→ **ACTIVITY**
Both ends included, restate word for word the lines from the first line of the listing through the line containing "positive clicks: (217, 273)". Leave the pictures out.

┌──

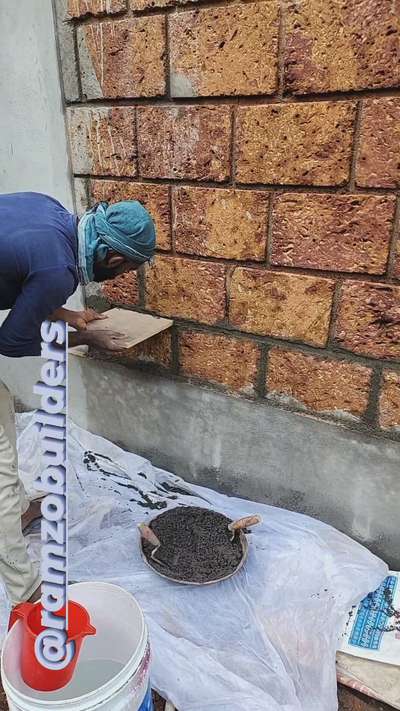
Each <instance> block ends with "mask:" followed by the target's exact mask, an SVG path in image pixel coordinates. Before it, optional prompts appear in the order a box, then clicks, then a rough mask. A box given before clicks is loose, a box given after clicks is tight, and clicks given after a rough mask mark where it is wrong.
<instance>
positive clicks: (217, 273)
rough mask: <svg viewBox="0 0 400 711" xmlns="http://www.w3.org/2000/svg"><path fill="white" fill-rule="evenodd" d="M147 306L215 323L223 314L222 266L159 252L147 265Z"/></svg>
mask: <svg viewBox="0 0 400 711" xmlns="http://www.w3.org/2000/svg"><path fill="white" fill-rule="evenodd" d="M146 306H147V308H148V309H150V310H152V311H156V312H158V313H162V314H165V315H169V316H178V317H181V318H184V319H191V320H194V321H200V322H202V323H210V324H213V323H218V322H219V321H222V320H223V318H224V314H225V267H223V266H221V265H220V264H212V263H210V262H202V261H194V260H190V259H182V258H179V257H178V258H172V257H161V256H159V257H157V259H156V262H155V264H154V266H153V267H150V268H149V269H147V274H146Z"/></svg>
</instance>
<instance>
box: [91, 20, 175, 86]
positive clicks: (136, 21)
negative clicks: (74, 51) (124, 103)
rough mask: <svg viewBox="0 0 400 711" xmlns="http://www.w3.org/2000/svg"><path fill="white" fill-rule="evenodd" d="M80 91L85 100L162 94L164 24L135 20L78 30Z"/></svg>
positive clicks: (107, 24)
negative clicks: (79, 69) (116, 97)
mask: <svg viewBox="0 0 400 711" xmlns="http://www.w3.org/2000/svg"><path fill="white" fill-rule="evenodd" d="M78 47H79V59H80V66H81V77H82V91H83V93H84V95H85V96H86V97H87V98H88V99H98V98H101V97H105V98H116V97H142V96H144V97H146V96H159V95H162V94H164V93H165V86H166V85H165V67H164V57H165V20H164V18H163V17H160V16H151V17H136V18H129V19H127V20H116V21H115V22H107V23H101V24H89V25H83V26H82V27H81V28H79V30H78Z"/></svg>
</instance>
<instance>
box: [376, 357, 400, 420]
mask: <svg viewBox="0 0 400 711" xmlns="http://www.w3.org/2000/svg"><path fill="white" fill-rule="evenodd" d="M379 424H380V426H381V427H383V428H384V429H391V428H393V427H395V428H398V429H400V372H399V371H392V370H386V371H385V372H384V374H383V385H382V390H381V395H380V399H379Z"/></svg>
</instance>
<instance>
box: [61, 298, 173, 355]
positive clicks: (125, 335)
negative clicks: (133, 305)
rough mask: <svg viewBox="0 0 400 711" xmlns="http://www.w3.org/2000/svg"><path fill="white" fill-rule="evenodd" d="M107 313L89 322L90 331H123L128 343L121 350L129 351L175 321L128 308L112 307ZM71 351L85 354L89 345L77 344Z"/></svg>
mask: <svg viewBox="0 0 400 711" xmlns="http://www.w3.org/2000/svg"><path fill="white" fill-rule="evenodd" d="M104 313H105V314H106V315H107V318H106V319H100V320H98V321H92V322H91V323H89V324H88V326H87V330H88V331H116V332H117V333H122V334H123V335H124V336H125V337H126V341H127V345H126V346H125V347H124V348H123V349H121V352H122V351H124V352H129V351H130V350H132V348H134V347H135V346H137V345H138V344H139V343H142V342H143V341H147V340H148V339H149V338H152V337H153V336H156V335H157V333H161V331H165V330H166V329H167V328H171V326H172V324H173V321H171V319H168V318H161V317H157V316H151V315H150V314H142V313H138V312H137V311H128V310H127V309H110V310H109V311H105V312H104ZM70 353H74V354H75V355H85V353H87V346H77V347H76V348H71V349H70Z"/></svg>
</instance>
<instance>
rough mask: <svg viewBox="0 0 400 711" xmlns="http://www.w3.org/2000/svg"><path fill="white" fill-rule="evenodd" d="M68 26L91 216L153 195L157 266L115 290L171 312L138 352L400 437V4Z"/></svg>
mask: <svg viewBox="0 0 400 711" xmlns="http://www.w3.org/2000/svg"><path fill="white" fill-rule="evenodd" d="M66 6H67V7H66ZM64 13H66V15H64ZM58 20H59V29H60V40H61V58H62V64H63V73H64V88H65V95H66V96H65V98H66V102H67V104H68V107H67V115H68V125H69V132H70V140H71V152H72V163H73V171H74V175H75V176H76V181H75V184H76V189H77V196H78V198H79V200H80V203H81V206H82V209H83V208H84V206H85V205H86V203H87V202H89V203H91V202H93V201H95V200H99V199H109V200H119V199H123V198H132V199H138V200H141V201H142V202H143V203H144V204H145V205H146V206H147V207H148V208H149V210H150V211H151V213H152V215H153V217H154V219H155V222H156V225H157V230H158V255H157V258H156V262H155V265H154V266H153V267H152V268H149V269H147V270H146V273H145V274H144V273H140V274H139V275H132V274H130V275H127V276H124V277H121V278H119V279H117V280H115V281H114V282H112V283H109V284H107V285H105V287H104V288H103V291H104V295H105V296H106V297H107V299H108V301H109V302H110V303H112V304H119V305H123V306H125V307H129V308H137V309H141V310H146V311H149V312H151V313H156V314H162V315H165V316H172V317H174V318H175V324H176V325H175V328H174V330H173V332H172V333H171V334H170V333H167V334H163V335H162V336H161V337H159V338H157V339H156V340H155V341H153V342H150V343H148V344H145V346H142V347H141V348H140V350H138V351H137V353H135V355H134V356H133V358H132V361H133V362H135V363H136V362H141V361H151V362H152V363H154V364H155V365H156V366H158V367H161V368H163V369H164V370H165V371H166V372H170V373H171V377H176V376H182V377H187V378H192V379H193V380H196V381H200V382H206V383H209V384H211V385H213V386H216V387H221V388H225V389H227V390H229V391H233V392H236V393H239V394H241V395H242V396H244V397H250V398H254V399H258V400H260V399H265V401H269V402H270V403H273V404H275V405H277V406H282V407H285V408H290V409H295V410H301V411H307V412H310V413H314V414H315V413H316V414H317V415H318V416H320V417H325V418H329V419H332V420H336V421H337V420H338V419H339V420H340V421H341V422H345V423H347V424H348V426H350V427H353V428H358V429H373V430H375V431H376V432H377V433H378V434H383V435H385V436H390V437H394V438H396V437H397V438H398V437H399V433H400V246H398V240H397V234H398V229H399V213H400V210H399V187H400V92H399V90H398V87H399V86H400V45H399V41H400V2H399V0H259V1H257V2H239V1H236V2H230V1H229V0H223V1H222V2H221V1H220V0H215V2H205V3H203V2H201V0H198V1H197V2H196V0H193V1H192V2H187V3H186V2H185V1H184V0H69V2H67V0H59V2H58ZM399 244H400V243H399Z"/></svg>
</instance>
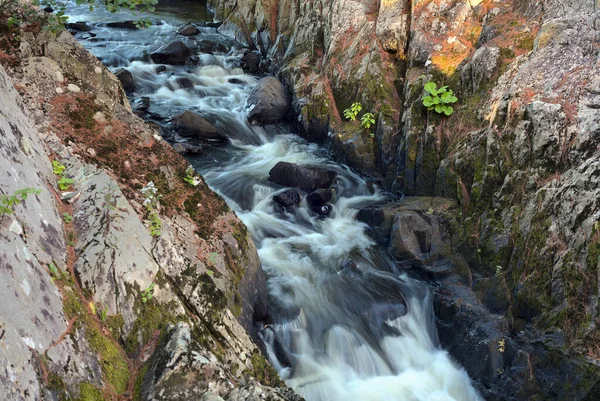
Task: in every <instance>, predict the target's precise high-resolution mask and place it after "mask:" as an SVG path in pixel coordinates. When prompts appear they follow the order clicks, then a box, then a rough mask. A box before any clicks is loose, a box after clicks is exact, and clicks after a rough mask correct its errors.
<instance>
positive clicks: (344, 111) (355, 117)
mask: <svg viewBox="0 0 600 401" xmlns="http://www.w3.org/2000/svg"><path fill="white" fill-rule="evenodd" d="M361 110H362V105H361V104H360V103H358V102H355V103H352V106H350V108H347V109H346V110H344V117H345V118H346V120H352V121H356V116H358V113H360V111H361Z"/></svg>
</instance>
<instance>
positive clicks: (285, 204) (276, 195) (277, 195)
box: [273, 189, 300, 208]
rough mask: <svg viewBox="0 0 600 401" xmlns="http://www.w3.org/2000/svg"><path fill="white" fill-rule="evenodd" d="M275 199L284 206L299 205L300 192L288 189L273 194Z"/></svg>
mask: <svg viewBox="0 0 600 401" xmlns="http://www.w3.org/2000/svg"><path fill="white" fill-rule="evenodd" d="M273 200H274V201H275V202H277V203H278V204H280V205H281V206H283V207H286V208H287V207H290V206H298V205H299V204H300V194H299V193H298V191H296V190H295V189H288V190H286V191H283V192H281V193H278V194H277V195H275V196H273Z"/></svg>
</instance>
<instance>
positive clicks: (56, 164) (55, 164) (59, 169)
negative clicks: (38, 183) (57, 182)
mask: <svg viewBox="0 0 600 401" xmlns="http://www.w3.org/2000/svg"><path fill="white" fill-rule="evenodd" d="M65 170H66V167H65V165H64V164H62V163H60V162H58V161H56V160H52V172H53V173H54V174H55V175H57V176H58V187H59V188H60V190H61V191H67V190H69V189H70V188H71V186H72V185H73V184H74V183H75V181H74V180H73V179H72V178H68V177H67V176H66V175H65Z"/></svg>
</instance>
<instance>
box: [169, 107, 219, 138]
mask: <svg viewBox="0 0 600 401" xmlns="http://www.w3.org/2000/svg"><path fill="white" fill-rule="evenodd" d="M172 122H173V124H174V125H175V126H176V127H177V130H178V132H179V134H180V135H181V136H184V137H193V138H197V139H204V140H208V141H224V140H225V139H226V138H225V137H224V136H223V135H221V134H220V133H219V132H218V131H217V129H216V128H215V126H214V125H212V124H211V123H209V122H208V121H206V120H205V119H204V118H203V117H201V116H200V115H198V114H196V113H194V112H193V111H189V110H186V111H184V112H183V113H181V114H180V115H178V116H176V117H174V118H173V120H172Z"/></svg>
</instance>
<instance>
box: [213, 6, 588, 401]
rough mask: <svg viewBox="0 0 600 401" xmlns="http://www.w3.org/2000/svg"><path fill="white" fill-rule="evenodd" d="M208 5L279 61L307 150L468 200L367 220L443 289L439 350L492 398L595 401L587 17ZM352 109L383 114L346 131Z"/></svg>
mask: <svg viewBox="0 0 600 401" xmlns="http://www.w3.org/2000/svg"><path fill="white" fill-rule="evenodd" d="M211 3H212V4H213V6H214V7H215V9H216V10H217V14H218V15H219V16H220V17H222V18H223V19H224V20H225V22H224V24H223V25H222V26H221V28H220V29H221V30H222V31H229V32H231V33H233V34H234V35H236V36H237V37H238V38H240V39H241V40H245V41H246V43H248V44H249V45H250V46H255V48H256V49H258V50H259V51H260V52H261V53H262V54H263V55H265V56H270V57H271V59H272V60H273V64H272V67H271V69H272V72H273V73H278V74H279V75H280V76H282V77H283V80H284V81H285V82H286V84H288V85H289V87H290V88H291V90H292V111H293V113H294V115H295V116H296V117H297V119H298V129H299V131H300V133H301V134H302V135H303V136H304V137H306V138H307V139H309V140H313V141H320V142H324V143H325V144H326V145H327V146H328V147H329V148H330V149H331V150H332V153H333V155H334V156H335V157H336V158H338V159H339V160H341V161H344V162H346V163H348V164H350V165H351V166H352V167H354V168H356V169H358V170H360V171H362V172H368V173H369V174H374V173H377V174H379V175H380V182H381V183H382V185H383V186H385V187H387V188H389V189H391V190H392V191H394V192H396V193H399V194H404V195H409V196H428V197H431V196H439V197H446V198H451V199H454V200H455V201H457V202H458V204H459V208H458V209H456V210H455V212H453V213H450V215H452V218H450V217H448V216H449V215H448V214H447V213H446V212H447V210H448V209H444V206H443V204H441V203H439V202H433V203H432V206H425V205H422V206H419V207H416V206H414V205H413V206H407V205H406V204H403V206H402V207H400V206H398V205H396V206H395V207H390V208H387V209H379V210H375V209H371V210H364V211H361V213H359V217H361V218H362V219H365V221H369V222H371V223H372V224H375V225H376V226H377V227H376V228H375V230H374V232H373V235H374V237H375V238H376V239H377V241H378V242H379V243H382V244H389V246H390V251H391V252H393V254H394V255H395V256H396V257H398V258H400V260H399V261H398V262H399V264H401V265H403V266H405V267H407V268H410V269H417V270H418V271H419V272H420V274H423V275H424V276H425V277H427V278H429V279H432V280H437V281H438V284H439V287H437V288H438V291H437V295H436V311H437V312H438V320H439V322H438V323H439V325H438V328H439V331H440V338H441V340H442V342H443V343H444V344H445V346H446V347H447V348H448V349H449V350H450V352H451V353H452V354H453V355H454V357H455V358H457V359H458V360H459V361H460V362H461V363H462V364H463V366H465V368H466V369H467V370H468V371H469V374H470V375H471V377H473V378H474V379H475V380H476V382H477V383H478V385H479V387H480V390H481V392H482V394H483V395H484V397H485V398H486V399H493V400H496V399H497V400H521V399H549V400H559V399H586V400H588V399H593V398H594V397H595V396H594V394H595V392H597V391H598V388H599V386H600V385H599V384H598V383H599V381H600V379H599V378H600V373H599V372H598V368H597V365H598V363H599V362H598V361H599V360H600V356H599V354H598V350H597V344H598V342H599V341H600V337H599V336H598V333H599V332H600V331H599V330H598V327H599V325H600V320H599V318H598V316H599V315H600V314H599V313H598V298H599V294H600V290H599V281H600V279H599V278H598V271H599V270H600V267H599V265H598V264H599V249H600V247H599V241H600V231H599V224H598V220H599V219H598V216H600V204H598V188H597V187H598V185H597V181H598V180H597V177H598V174H599V173H598V165H599V160H600V154H599V153H598V146H599V144H600V140H599V136H598V132H600V123H599V121H600V119H599V118H598V113H597V109H598V107H600V106H599V105H600V96H599V95H598V93H600V80H599V79H598V75H599V74H598V73H599V71H598V69H599V66H598V63H597V60H598V55H599V48H598V46H597V44H598V27H597V24H596V20H597V18H598V17H599V15H598V10H597V9H596V8H595V6H594V2H592V1H587V0H573V1H569V2H563V1H554V0H553V1H547V2H544V3H543V4H542V3H540V2H534V1H505V2H481V1H471V0H441V1H435V2H434V1H421V0H412V1H407V2H404V1H381V2H362V1H353V0H348V1H342V0H340V1H336V0H334V1H328V2H308V3H302V4H297V3H294V2H291V1H285V0H282V1H278V2H270V1H262V0H257V1H251V2H246V3H245V4H241V3H239V2H238V3H239V4H238V3H235V2H231V1H227V0H211ZM233 4H236V7H235V8H234V7H233ZM225 17H226V18H225ZM515 22H517V23H515ZM429 81H434V82H435V83H437V84H438V85H448V86H449V87H450V88H451V89H452V90H453V91H454V92H455V93H456V95H457V97H458V98H459V102H458V103H457V104H456V105H455V106H456V107H455V108H454V113H453V114H452V115H451V116H450V117H448V118H446V117H443V116H440V115H437V114H436V113H433V112H427V110H426V108H425V107H424V106H423V101H422V97H423V94H424V91H423V89H424V85H425V84H426V83H427V82H429ZM355 101H359V102H361V103H362V105H363V109H364V110H365V111H366V110H374V111H375V112H376V113H378V116H379V118H378V119H377V124H376V127H375V129H374V131H372V134H373V136H371V135H364V134H361V132H360V130H359V129H358V128H357V127H356V125H353V124H352V123H350V122H345V121H343V119H342V118H341V115H342V113H343V110H344V109H346V108H348V107H349V106H350V105H351V104H352V103H353V102H355ZM388 107H389V108H388ZM417 199H418V198H417ZM440 208H442V209H440ZM444 227H446V228H444ZM413 228H414V229H413ZM436 244H437V245H436ZM450 250H453V251H452V252H451V251H450ZM500 341H502V343H503V344H504V346H503V347H502V349H503V351H500V348H499V344H500ZM565 381H566V382H569V383H573V385H571V386H567V387H566V388H563V387H561V388H560V389H558V388H556V387H554V386H553V385H552V383H555V382H565Z"/></svg>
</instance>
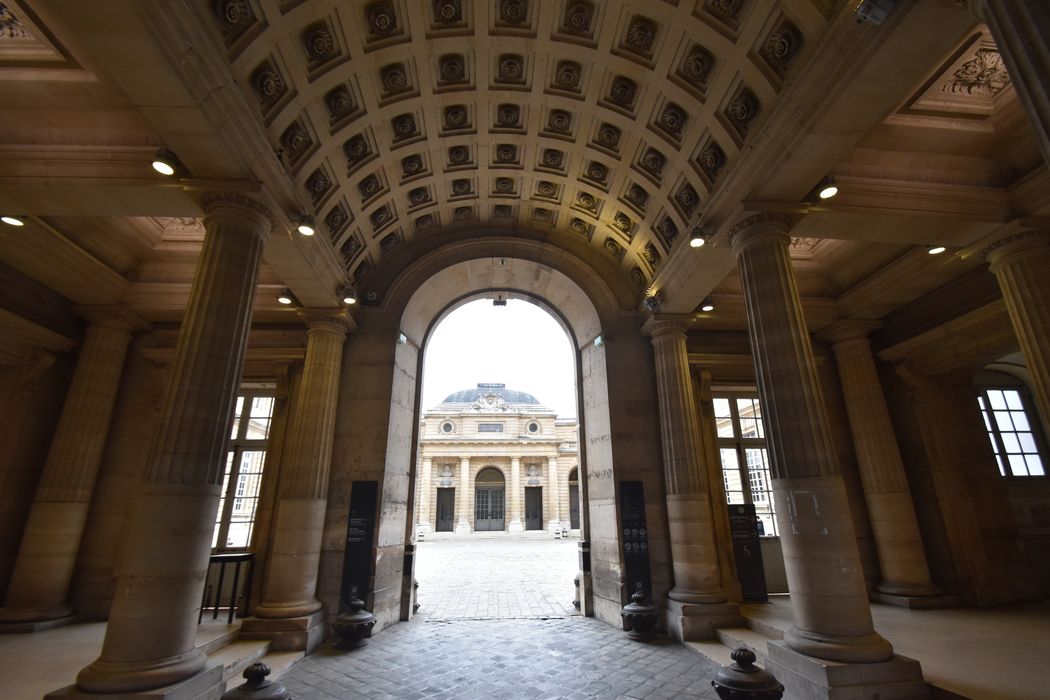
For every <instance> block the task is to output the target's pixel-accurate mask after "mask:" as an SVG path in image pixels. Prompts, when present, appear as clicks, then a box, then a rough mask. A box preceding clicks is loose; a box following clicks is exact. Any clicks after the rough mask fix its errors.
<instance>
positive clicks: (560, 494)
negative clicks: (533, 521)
mask: <svg viewBox="0 0 1050 700" xmlns="http://www.w3.org/2000/svg"><path fill="white" fill-rule="evenodd" d="M547 488H549V489H550V499H549V500H550V515H549V516H548V521H547V531H548V532H560V531H561V529H562V499H561V493H560V492H559V490H558V488H559V479H558V455H556V454H555V455H553V457H548V458H547Z"/></svg>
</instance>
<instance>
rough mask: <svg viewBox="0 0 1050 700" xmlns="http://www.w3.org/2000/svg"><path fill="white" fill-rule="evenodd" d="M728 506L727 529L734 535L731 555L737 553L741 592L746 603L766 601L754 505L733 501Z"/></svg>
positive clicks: (764, 572) (766, 596)
mask: <svg viewBox="0 0 1050 700" xmlns="http://www.w3.org/2000/svg"><path fill="white" fill-rule="evenodd" d="M728 508H729V530H730V533H732V535H733V554H734V555H735V556H736V575H737V577H738V578H739V579H740V593H741V594H742V595H743V599H744V600H747V601H749V602H765V601H768V600H769V595H768V594H766V592H765V569H763V568H762V550H761V545H760V544H759V542H758V518H757V517H755V504H753V503H733V504H730V505H729V506H728Z"/></svg>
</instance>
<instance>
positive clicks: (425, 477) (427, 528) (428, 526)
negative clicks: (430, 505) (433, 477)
mask: <svg viewBox="0 0 1050 700" xmlns="http://www.w3.org/2000/svg"><path fill="white" fill-rule="evenodd" d="M432 469H433V462H432V460H430V458H428V457H424V458H423V459H422V464H421V465H420V471H421V473H420V475H419V511H418V513H417V514H416V526H417V527H418V528H419V531H421V532H424V533H425V532H433V531H434V526H432V525H430V471H432Z"/></svg>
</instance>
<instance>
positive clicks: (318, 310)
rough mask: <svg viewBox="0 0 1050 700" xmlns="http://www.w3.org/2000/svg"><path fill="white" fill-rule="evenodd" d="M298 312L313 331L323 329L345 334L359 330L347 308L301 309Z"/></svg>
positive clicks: (343, 335) (356, 323) (330, 332)
mask: <svg viewBox="0 0 1050 700" xmlns="http://www.w3.org/2000/svg"><path fill="white" fill-rule="evenodd" d="M298 313H299V318H301V319H302V322H303V323H306V324H307V327H308V328H310V331H311V332H313V331H323V332H328V333H338V334H340V335H343V336H345V335H346V334H348V333H354V332H355V331H357V323H356V322H355V321H354V318H353V317H352V316H351V315H350V312H348V311H346V310H345V309H300V310H299V312H298Z"/></svg>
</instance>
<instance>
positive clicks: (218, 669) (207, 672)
mask: <svg viewBox="0 0 1050 700" xmlns="http://www.w3.org/2000/svg"><path fill="white" fill-rule="evenodd" d="M223 687H224V683H223V666H222V665H220V664H219V665H215V666H211V667H210V669H207V670H205V671H203V672H201V673H198V674H197V675H195V676H190V677H189V678H187V679H186V680H183V681H180V682H177V683H174V684H173V685H165V686H164V687H159V688H155V690H152V691H133V692H130V693H86V692H84V691H81V690H80V688H78V687H77V686H76V685H67V686H65V687H63V688H61V690H58V691H54V692H51V693H48V694H47V695H45V696H44V698H45V700H47V699H48V698H66V699H68V698H83V699H84V700H88V699H90V698H96V699H99V698H110V699H111V700H158V699H159V698H164V700H219V699H220V698H222V697H223Z"/></svg>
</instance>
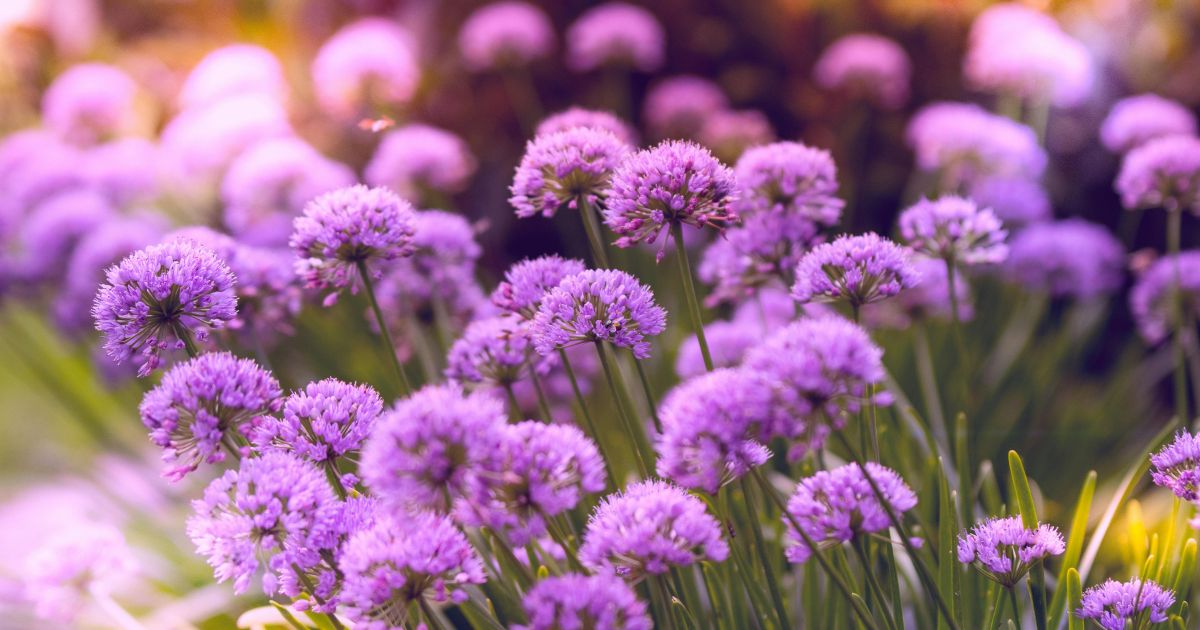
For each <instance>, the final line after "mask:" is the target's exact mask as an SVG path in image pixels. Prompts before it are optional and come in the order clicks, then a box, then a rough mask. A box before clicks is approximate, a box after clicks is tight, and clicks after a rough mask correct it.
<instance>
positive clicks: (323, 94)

└──

→ **COMPLETED EXERCISE**
Each <instance> block ends with "mask:" followed by the target's exact mask, an SVG path in image pixel coordinates. Before it, optional prompts appear in the order a box, then clicks, then a rough mask. A box given before clicks is loose, a box given after clicks is tight, and clicks given after a rough mask mark where it is wrong.
<instance>
positive clicks: (217, 273)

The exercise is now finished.